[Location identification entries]
Begin

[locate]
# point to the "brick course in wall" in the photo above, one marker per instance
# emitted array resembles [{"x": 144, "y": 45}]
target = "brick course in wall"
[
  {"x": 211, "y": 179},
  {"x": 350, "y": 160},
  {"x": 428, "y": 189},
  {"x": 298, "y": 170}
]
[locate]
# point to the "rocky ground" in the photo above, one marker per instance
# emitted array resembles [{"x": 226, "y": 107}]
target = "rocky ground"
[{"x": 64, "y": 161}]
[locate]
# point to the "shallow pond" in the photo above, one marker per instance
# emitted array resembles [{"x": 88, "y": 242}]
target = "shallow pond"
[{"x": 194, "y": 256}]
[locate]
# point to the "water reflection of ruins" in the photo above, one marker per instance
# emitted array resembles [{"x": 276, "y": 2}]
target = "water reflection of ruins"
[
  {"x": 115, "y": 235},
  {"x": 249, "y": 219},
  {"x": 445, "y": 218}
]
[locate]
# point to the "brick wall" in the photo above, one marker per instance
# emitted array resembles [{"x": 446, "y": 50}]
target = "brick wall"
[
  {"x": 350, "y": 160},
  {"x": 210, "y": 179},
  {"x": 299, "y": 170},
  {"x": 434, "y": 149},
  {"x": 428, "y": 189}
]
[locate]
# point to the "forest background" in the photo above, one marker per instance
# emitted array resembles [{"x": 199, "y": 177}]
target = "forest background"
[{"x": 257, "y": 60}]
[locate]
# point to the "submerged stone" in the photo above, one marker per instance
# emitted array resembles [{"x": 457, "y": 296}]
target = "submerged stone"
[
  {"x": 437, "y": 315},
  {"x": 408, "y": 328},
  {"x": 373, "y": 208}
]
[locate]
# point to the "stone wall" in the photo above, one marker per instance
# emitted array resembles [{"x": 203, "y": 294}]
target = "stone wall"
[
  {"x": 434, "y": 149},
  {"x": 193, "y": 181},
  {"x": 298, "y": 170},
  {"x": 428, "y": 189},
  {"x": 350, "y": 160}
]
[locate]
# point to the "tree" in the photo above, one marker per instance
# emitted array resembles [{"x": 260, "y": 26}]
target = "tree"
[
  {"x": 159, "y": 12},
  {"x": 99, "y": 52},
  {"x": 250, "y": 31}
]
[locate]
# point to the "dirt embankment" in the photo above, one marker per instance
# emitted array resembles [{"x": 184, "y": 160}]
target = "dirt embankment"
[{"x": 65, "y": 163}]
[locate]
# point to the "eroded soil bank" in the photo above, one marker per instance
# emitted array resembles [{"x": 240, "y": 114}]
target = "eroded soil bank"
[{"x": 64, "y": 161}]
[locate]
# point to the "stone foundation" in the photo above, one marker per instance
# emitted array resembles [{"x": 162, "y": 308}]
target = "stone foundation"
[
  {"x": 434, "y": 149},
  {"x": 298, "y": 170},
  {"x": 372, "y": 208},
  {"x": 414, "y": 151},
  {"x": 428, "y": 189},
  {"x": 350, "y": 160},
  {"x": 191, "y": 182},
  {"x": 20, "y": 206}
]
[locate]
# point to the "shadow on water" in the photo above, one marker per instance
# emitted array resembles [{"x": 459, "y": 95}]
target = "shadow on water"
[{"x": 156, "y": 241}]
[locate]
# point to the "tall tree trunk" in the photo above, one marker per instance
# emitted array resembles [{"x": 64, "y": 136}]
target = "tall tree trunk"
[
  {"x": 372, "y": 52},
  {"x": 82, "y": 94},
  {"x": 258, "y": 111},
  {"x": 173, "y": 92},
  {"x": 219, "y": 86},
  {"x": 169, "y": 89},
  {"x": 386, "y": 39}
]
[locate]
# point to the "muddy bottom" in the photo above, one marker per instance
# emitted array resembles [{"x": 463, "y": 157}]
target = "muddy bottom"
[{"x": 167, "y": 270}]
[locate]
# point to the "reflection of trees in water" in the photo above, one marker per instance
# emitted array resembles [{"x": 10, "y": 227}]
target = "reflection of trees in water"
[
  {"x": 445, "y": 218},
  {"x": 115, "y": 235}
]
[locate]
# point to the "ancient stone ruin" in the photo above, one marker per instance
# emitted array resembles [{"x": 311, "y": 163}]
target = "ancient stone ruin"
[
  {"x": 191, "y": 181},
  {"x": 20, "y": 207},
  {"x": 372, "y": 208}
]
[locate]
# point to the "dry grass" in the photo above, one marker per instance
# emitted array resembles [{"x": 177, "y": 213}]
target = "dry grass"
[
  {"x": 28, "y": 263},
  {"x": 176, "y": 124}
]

End

» **The problem**
Reproduce the material above without altering a single character.

» **Exercise answer**
[locate]
# point to the "brick course in wall" in the photo above, one marker per instance
# emitted array resembles [{"x": 144, "y": 45}]
target = "brick course in wall"
[
  {"x": 211, "y": 179},
  {"x": 350, "y": 160},
  {"x": 428, "y": 189},
  {"x": 298, "y": 170}
]
[locate]
# point to the "rocky ground" in the photo above, one marker per instance
# emitted array resembles [{"x": 226, "y": 107}]
target = "rocky ground"
[{"x": 64, "y": 161}]
[locate]
# point to the "shallow pond" in the photo above, one marker per instance
# emitted array resembles [{"x": 88, "y": 242}]
target = "shallow pond"
[{"x": 194, "y": 256}]
[locate]
# point to the "water reflection of ruins" in the photo above, one marker per instance
# emitted array resembles [{"x": 276, "y": 2}]
target = "water reflection of ruins"
[
  {"x": 115, "y": 235},
  {"x": 249, "y": 219},
  {"x": 445, "y": 218}
]
[locate]
# point to the "brick wall" in the photo above, one marker per instance
# emitted array resembles [{"x": 446, "y": 50}]
target = "brick wall"
[
  {"x": 350, "y": 160},
  {"x": 210, "y": 179},
  {"x": 299, "y": 170},
  {"x": 434, "y": 149},
  {"x": 428, "y": 189}
]
[locate]
# point to the "forest background" in the photo above, one marker per instance
# emitted array resembles [{"x": 199, "y": 177}]
target = "forest background"
[{"x": 257, "y": 60}]
[locate]
# point to the "submerged stone" in the photo above, one marker per instance
# emitted array resembles [{"x": 457, "y": 296}]
target = "submerged stone"
[
  {"x": 437, "y": 315},
  {"x": 408, "y": 328},
  {"x": 373, "y": 208}
]
[locate]
# point to the "stone wall" in the photo above, one marker per instance
# emitted array resembles [{"x": 203, "y": 294}]
target = "stone wall"
[
  {"x": 434, "y": 149},
  {"x": 193, "y": 181},
  {"x": 298, "y": 170},
  {"x": 428, "y": 189},
  {"x": 350, "y": 160}
]
[locate]
# point to the "tree" in the photo above, one marker per instance
# emitted array resembles [{"x": 260, "y": 26}]
target = "tree"
[
  {"x": 159, "y": 12},
  {"x": 99, "y": 52},
  {"x": 250, "y": 31}
]
[locate]
# point to the "dirt embankment" in the photo above, one marker per instance
# emitted array resembles [{"x": 184, "y": 160}]
target = "dirt embankment"
[{"x": 65, "y": 163}]
[locate]
# point to the "eroded soil bank" in the photo above, one marker per instance
# emitted array resembles [{"x": 240, "y": 114}]
target = "eroded soil bank"
[{"x": 64, "y": 161}]
[locate]
# point to the "stone foundation" in the photo above, one marker per instance
# emitted array resembles [{"x": 162, "y": 308}]
target = "stone foundation"
[
  {"x": 434, "y": 149},
  {"x": 298, "y": 170},
  {"x": 372, "y": 208},
  {"x": 414, "y": 151},
  {"x": 428, "y": 189},
  {"x": 350, "y": 160},
  {"x": 191, "y": 182},
  {"x": 20, "y": 206}
]
[locate]
# point to the "shadow on water" in the photo above, one marker per instance
# emitted array resembles [{"x": 459, "y": 95}]
target = "shadow on water"
[{"x": 156, "y": 241}]
[locate]
# point to the "tall tree trunk" in the photo above, one marker per instance
# emitted array resembles [{"x": 64, "y": 136}]
target = "tall tree trunk"
[
  {"x": 372, "y": 52},
  {"x": 82, "y": 94},
  {"x": 258, "y": 111},
  {"x": 173, "y": 92},
  {"x": 219, "y": 86},
  {"x": 169, "y": 89},
  {"x": 386, "y": 39}
]
[locate]
# point to the "muddy bottom" in the photo above, one marker per instance
# emitted array resembles [{"x": 463, "y": 157}]
target = "muddy bottom"
[{"x": 167, "y": 270}]
[locate]
# point to the "reflection of trees in water" in the photo above, one marker per instance
# emitted array resembles [{"x": 10, "y": 227}]
target = "reflection of trees in water"
[
  {"x": 445, "y": 218},
  {"x": 115, "y": 235}
]
[locate]
# point to the "ancient stone ruin" in the photo above, one marker per instance
# emitted array resembles [{"x": 311, "y": 163}]
target = "ancient stone ruin"
[
  {"x": 191, "y": 181},
  {"x": 20, "y": 207},
  {"x": 372, "y": 208}
]
[locate]
# point to the "dry grass" in the photo above, one marker per instance
# emitted array resembles [{"x": 177, "y": 213}]
target = "dry grass"
[
  {"x": 28, "y": 263},
  {"x": 176, "y": 124}
]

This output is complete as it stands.